Input data:
* * * * * * * * *
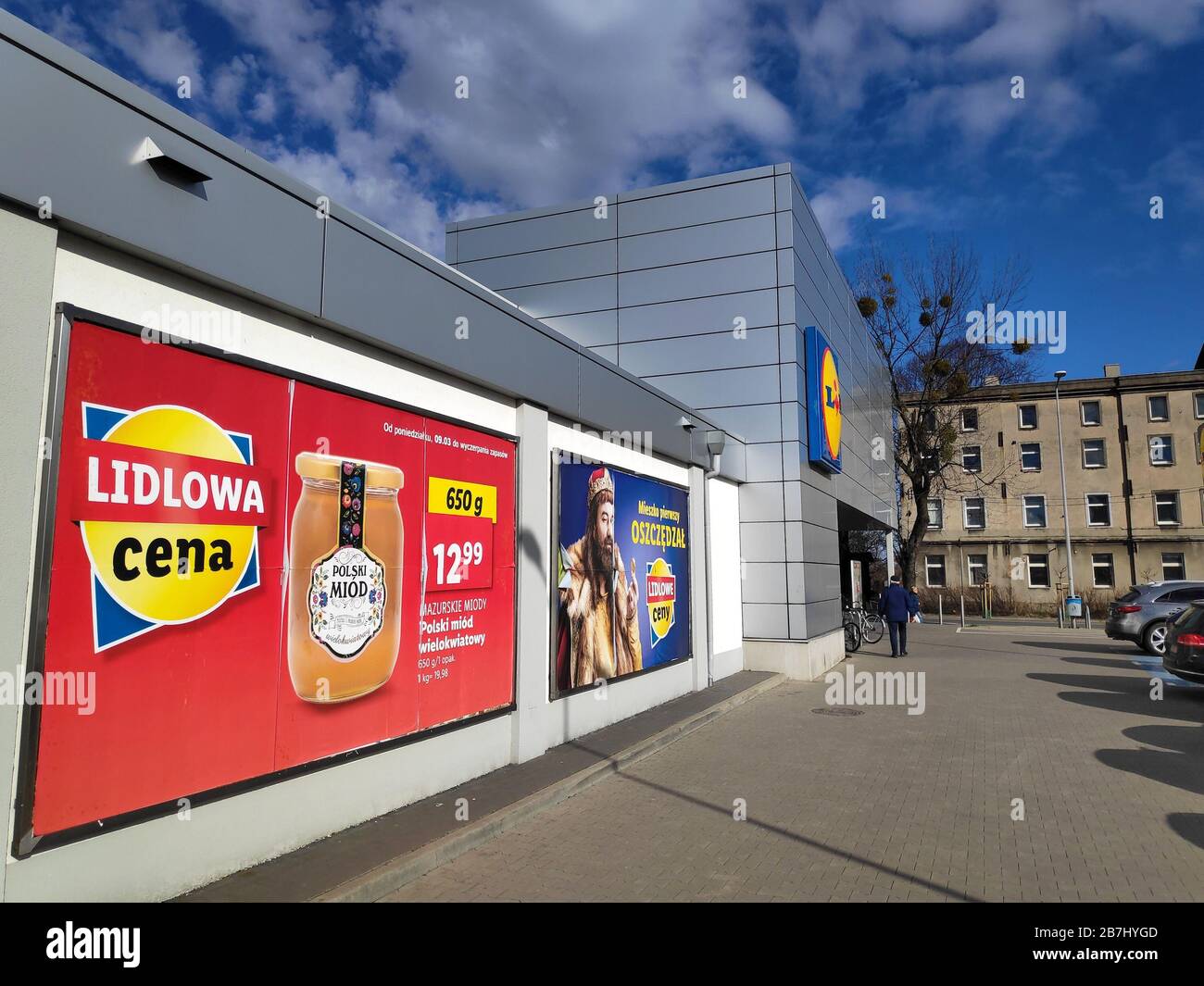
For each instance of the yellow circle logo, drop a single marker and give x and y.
* * * * * * * * *
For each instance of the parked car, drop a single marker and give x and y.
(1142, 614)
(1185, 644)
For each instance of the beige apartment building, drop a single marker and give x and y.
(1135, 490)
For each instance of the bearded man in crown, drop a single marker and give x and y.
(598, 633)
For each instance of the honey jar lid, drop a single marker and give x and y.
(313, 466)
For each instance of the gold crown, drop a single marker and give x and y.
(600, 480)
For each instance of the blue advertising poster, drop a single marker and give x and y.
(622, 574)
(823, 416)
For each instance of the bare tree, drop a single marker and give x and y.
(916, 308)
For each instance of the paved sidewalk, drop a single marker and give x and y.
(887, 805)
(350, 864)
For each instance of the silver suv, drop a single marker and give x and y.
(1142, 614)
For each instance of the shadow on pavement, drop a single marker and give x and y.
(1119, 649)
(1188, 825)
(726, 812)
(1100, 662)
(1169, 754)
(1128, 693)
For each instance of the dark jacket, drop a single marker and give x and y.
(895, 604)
* * * * * * * * *
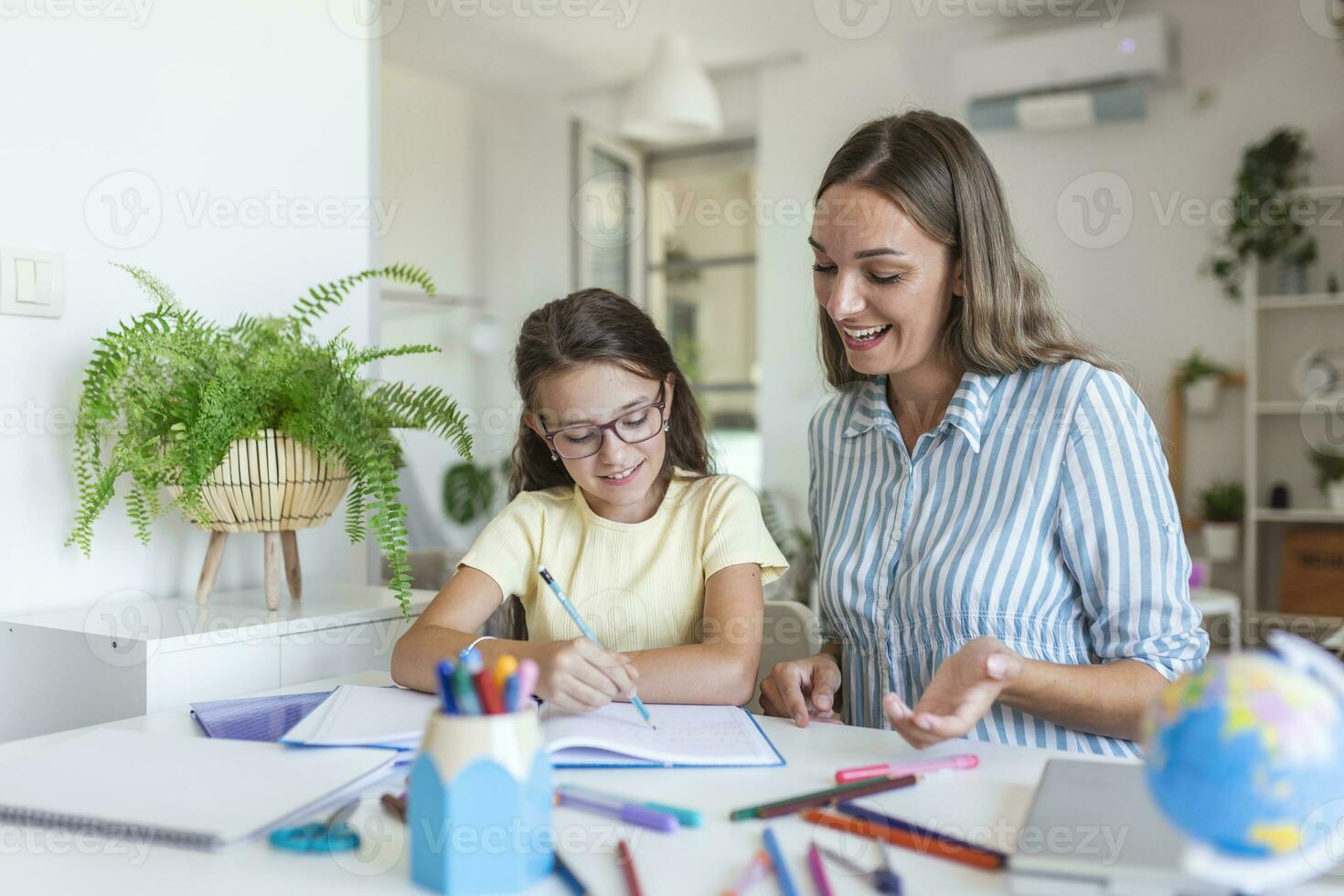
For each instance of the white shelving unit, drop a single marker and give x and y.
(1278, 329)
* * * * * * * * *
Exercise goal: Recast the lines between the one holding "For each instance of the parked" and the one holding "(1128, 693)", inclusive, as a JSON list of strings with one string per line, omitting blank lines.

Worked solution:
[
  "For each instance of the parked car, drop a single marker and give x and y.",
  "(1142, 614)",
  "(1185, 644)",
  "For each instance of the beige apartment building, drop a single marker and give x and y.",
  "(1135, 490)",
  "For each instance of the bearded man in crown, drop a single marker and give x and y.",
  "(598, 633)",
  "For each instance of the honey jar lid, drop a single marker and give x and y.",
  "(313, 466)",
  "For each instance of the gold crown, drop a single marker and give x and y.",
  "(600, 480)",
  "For each instance of the blue advertising poster, drop a single marker and give x and y.",
  "(622, 574)",
  "(823, 416)",
  "For each instance of the bare tree, drop a single marker and give x and y.",
  "(916, 308)",
  "For each instance of the paved sidewalk, drop a single marker and give x and y.",
  "(887, 805)",
  "(350, 864)",
  "For each instance of the silver suv, drop a single marker and give x and y.",
  "(1142, 614)",
  "For each instance of the shadow on pavement, drop a single marker and give x and y.",
  "(1119, 649)",
  "(1188, 825)",
  "(726, 812)",
  "(1100, 662)",
  "(1169, 754)",
  "(1128, 693)"
]